▶ _SHORT EXERCISE_
Filter the listing below, keeping only the lines that contain the string "camellia".

________________

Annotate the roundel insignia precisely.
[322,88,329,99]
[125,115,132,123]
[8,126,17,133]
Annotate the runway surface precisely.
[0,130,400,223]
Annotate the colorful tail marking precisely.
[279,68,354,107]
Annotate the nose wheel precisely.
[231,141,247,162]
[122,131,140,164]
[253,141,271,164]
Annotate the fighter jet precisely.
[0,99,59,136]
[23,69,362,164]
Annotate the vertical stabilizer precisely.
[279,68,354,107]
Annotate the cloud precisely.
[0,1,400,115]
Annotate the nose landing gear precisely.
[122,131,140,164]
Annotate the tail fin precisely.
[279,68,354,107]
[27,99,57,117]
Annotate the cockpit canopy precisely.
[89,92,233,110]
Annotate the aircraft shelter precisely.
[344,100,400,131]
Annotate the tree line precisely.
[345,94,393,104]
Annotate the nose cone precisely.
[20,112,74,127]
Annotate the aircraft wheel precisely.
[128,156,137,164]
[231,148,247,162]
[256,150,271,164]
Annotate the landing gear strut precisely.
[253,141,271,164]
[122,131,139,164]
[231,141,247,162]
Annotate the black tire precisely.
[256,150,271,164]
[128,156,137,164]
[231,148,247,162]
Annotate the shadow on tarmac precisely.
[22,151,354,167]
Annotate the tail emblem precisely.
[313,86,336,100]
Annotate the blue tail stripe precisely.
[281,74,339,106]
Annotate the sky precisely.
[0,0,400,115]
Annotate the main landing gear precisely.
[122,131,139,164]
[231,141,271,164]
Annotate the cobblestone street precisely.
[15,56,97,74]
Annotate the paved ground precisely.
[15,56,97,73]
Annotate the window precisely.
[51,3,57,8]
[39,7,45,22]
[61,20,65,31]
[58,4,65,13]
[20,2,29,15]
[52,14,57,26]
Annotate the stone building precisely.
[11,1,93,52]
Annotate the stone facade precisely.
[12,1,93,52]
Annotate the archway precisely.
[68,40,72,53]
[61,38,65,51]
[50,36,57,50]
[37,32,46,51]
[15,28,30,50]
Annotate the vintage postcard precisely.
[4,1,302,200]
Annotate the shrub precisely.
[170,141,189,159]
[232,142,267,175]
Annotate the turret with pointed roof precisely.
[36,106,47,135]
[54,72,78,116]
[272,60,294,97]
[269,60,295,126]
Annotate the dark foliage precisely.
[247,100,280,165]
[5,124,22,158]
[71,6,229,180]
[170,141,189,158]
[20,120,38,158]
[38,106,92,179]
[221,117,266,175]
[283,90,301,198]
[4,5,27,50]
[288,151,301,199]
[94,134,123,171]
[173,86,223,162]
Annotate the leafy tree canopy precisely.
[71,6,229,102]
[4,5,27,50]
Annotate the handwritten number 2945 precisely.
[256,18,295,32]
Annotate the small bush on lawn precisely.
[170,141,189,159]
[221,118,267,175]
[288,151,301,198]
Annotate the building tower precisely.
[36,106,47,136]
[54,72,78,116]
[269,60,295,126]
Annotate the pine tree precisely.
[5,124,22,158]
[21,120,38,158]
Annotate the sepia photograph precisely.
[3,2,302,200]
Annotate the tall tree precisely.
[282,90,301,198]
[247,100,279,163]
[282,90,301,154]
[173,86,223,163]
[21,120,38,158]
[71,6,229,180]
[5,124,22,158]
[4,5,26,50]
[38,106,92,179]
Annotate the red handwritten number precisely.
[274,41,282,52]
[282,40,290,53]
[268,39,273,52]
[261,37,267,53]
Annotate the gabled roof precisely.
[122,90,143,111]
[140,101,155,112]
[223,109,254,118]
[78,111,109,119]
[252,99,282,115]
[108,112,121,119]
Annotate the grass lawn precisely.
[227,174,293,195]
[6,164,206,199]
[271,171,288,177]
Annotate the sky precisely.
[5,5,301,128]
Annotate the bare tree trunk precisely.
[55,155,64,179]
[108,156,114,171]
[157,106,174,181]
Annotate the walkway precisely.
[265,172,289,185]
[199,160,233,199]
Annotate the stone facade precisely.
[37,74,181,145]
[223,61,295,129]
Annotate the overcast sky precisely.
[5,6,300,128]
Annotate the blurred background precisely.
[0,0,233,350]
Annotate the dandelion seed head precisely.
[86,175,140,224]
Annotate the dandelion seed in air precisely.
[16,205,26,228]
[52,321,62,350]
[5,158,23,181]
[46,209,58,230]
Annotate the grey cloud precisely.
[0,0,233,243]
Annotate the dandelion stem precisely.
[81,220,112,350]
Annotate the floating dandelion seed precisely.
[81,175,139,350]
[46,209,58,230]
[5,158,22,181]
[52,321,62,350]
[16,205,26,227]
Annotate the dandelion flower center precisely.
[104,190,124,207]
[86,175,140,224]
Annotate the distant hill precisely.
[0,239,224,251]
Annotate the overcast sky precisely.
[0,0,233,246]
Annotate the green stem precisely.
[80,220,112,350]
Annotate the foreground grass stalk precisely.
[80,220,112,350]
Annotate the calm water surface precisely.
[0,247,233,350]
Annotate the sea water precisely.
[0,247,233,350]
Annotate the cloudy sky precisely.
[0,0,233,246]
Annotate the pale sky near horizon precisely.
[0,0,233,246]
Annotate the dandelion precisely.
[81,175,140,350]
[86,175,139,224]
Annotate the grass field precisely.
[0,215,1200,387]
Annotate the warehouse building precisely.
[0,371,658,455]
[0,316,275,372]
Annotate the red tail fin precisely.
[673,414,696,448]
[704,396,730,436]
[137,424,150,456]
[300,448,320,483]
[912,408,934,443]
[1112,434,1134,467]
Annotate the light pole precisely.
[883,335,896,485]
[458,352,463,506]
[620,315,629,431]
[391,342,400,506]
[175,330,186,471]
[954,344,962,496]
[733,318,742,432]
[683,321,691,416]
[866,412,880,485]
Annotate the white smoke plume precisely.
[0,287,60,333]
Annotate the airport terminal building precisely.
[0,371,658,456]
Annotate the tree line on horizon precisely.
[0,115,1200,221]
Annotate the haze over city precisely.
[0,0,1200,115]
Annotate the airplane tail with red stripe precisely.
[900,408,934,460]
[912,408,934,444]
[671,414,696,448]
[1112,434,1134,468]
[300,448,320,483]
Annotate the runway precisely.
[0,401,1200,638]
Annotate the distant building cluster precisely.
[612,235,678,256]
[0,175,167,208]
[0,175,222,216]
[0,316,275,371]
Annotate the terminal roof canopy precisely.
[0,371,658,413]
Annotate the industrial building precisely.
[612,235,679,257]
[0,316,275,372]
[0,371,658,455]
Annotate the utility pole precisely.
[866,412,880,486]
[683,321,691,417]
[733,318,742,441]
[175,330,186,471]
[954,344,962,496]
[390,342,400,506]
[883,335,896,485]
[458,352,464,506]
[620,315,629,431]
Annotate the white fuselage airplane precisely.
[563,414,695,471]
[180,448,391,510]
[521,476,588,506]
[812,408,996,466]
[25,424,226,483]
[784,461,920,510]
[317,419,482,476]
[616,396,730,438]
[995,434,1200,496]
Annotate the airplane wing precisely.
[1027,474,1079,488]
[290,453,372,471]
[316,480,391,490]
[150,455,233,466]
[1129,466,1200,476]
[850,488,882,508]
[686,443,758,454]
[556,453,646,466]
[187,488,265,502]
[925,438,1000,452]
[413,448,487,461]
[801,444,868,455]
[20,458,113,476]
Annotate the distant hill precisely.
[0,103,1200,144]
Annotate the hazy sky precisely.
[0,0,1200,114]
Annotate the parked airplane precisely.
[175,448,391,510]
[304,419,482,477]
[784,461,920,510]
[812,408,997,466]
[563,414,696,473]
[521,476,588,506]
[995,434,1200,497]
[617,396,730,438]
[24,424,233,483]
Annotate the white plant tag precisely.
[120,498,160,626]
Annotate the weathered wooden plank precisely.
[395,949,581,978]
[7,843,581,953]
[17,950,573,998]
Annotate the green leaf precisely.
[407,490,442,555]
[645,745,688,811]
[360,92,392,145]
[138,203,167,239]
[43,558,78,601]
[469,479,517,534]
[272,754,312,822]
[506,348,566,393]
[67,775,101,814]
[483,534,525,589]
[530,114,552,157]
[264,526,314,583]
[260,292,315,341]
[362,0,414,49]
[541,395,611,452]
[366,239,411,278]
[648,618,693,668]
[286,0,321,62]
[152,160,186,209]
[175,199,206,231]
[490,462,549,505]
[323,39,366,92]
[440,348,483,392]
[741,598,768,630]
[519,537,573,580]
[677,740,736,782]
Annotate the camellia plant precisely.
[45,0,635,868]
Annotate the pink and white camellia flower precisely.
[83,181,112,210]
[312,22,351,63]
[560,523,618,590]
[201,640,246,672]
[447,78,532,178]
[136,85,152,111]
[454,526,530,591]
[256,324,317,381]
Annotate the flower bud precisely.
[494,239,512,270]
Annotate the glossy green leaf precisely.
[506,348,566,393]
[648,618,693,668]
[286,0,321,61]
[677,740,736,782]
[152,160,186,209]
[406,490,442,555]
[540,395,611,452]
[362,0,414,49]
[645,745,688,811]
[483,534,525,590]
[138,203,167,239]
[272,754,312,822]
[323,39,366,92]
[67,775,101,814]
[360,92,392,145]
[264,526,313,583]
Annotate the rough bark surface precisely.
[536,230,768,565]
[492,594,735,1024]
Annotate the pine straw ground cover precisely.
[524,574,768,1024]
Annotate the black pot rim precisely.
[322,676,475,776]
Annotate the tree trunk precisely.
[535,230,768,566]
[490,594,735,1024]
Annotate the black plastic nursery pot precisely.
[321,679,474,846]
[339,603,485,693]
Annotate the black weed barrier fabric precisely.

________________

▶ _SOLUTION TO THIS EXERCISE_
Annotate the camellia plant precisely.
Annotate the pink and white camellia flower precisely.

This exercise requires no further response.